__Problem details__. In the entries below, rewrite every line from the one containing "For every instance of the black bow" through the one containing "x=340 y=219", inclusive, keeping the requests unchanged. Multiply each x and y coordinate in the answers by 0.75 and round to a whole number, with halves rounded up.

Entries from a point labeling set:
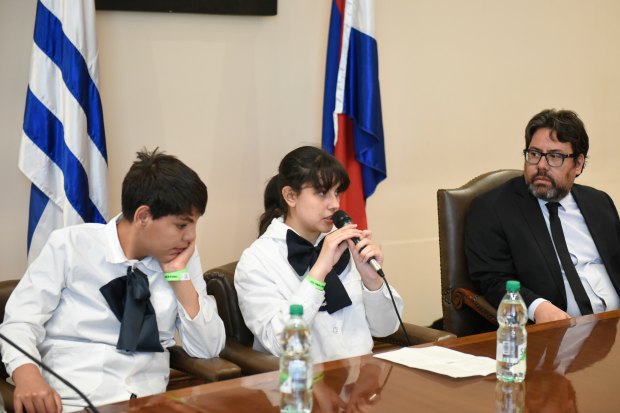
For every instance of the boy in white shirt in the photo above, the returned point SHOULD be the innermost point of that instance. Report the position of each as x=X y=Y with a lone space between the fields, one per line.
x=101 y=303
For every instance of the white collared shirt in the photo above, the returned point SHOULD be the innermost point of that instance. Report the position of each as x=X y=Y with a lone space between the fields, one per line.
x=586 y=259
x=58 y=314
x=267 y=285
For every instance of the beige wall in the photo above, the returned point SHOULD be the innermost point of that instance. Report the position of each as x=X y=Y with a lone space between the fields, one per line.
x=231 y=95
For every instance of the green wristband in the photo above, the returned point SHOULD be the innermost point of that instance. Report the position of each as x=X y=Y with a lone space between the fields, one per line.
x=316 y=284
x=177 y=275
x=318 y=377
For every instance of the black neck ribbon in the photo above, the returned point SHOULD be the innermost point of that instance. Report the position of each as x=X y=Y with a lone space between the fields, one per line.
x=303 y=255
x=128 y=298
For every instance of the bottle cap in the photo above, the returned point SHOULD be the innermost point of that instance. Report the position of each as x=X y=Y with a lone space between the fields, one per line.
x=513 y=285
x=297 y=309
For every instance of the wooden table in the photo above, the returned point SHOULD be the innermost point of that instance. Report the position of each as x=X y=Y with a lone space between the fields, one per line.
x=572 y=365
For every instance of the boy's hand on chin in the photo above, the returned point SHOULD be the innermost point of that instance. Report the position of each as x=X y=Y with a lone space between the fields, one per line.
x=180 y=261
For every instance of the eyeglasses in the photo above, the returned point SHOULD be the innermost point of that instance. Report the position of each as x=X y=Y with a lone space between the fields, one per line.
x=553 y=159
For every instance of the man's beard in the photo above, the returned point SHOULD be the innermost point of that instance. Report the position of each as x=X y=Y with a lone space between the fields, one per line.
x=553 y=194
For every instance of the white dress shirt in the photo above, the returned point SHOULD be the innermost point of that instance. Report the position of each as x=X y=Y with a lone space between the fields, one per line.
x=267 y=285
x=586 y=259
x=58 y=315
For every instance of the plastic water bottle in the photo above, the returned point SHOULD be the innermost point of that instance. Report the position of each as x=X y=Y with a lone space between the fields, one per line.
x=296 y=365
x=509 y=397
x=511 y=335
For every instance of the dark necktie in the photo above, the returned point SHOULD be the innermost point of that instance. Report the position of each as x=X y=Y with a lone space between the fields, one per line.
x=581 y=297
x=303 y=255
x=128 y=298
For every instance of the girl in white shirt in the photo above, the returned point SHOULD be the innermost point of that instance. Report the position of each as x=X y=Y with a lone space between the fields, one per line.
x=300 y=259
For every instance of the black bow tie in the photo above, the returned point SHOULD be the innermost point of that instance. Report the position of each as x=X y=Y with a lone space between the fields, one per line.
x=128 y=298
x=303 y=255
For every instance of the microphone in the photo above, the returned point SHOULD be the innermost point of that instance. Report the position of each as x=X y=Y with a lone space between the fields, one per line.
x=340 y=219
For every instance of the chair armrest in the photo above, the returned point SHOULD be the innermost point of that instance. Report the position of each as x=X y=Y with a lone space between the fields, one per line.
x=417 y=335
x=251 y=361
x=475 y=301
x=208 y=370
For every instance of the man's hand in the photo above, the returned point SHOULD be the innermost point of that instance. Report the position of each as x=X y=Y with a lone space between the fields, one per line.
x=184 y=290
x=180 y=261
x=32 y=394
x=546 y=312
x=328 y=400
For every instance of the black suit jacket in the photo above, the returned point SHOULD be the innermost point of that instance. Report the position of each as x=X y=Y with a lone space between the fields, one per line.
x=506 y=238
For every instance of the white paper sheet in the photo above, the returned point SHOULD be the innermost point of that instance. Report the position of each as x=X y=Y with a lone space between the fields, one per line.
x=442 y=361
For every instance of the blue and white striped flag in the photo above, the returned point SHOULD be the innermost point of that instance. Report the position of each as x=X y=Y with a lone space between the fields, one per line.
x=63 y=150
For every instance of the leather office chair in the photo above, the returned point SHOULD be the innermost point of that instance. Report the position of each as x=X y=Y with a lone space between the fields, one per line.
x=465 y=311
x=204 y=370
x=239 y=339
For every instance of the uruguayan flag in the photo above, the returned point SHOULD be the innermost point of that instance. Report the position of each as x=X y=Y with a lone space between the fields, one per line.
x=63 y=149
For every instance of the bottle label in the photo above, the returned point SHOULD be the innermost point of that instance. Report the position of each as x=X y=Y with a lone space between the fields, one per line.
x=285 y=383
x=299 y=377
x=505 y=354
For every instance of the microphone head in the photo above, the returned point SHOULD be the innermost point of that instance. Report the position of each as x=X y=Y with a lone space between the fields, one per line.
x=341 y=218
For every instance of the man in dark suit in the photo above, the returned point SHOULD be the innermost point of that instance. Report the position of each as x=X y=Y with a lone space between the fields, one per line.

__Task response__.
For every instance of the black bow tie in the photo above, the returned point SHOULD be the innermost point of that instance. Report the position of each as x=X y=Y with a lone space between the fields, one per line.
x=96 y=224
x=227 y=191
For every instance of the microphone in the photo above, the returned point SHOULD be the innermost point of that instance. Report the position of each as x=X y=Y with a lone space between the fields, one per line.
x=255 y=164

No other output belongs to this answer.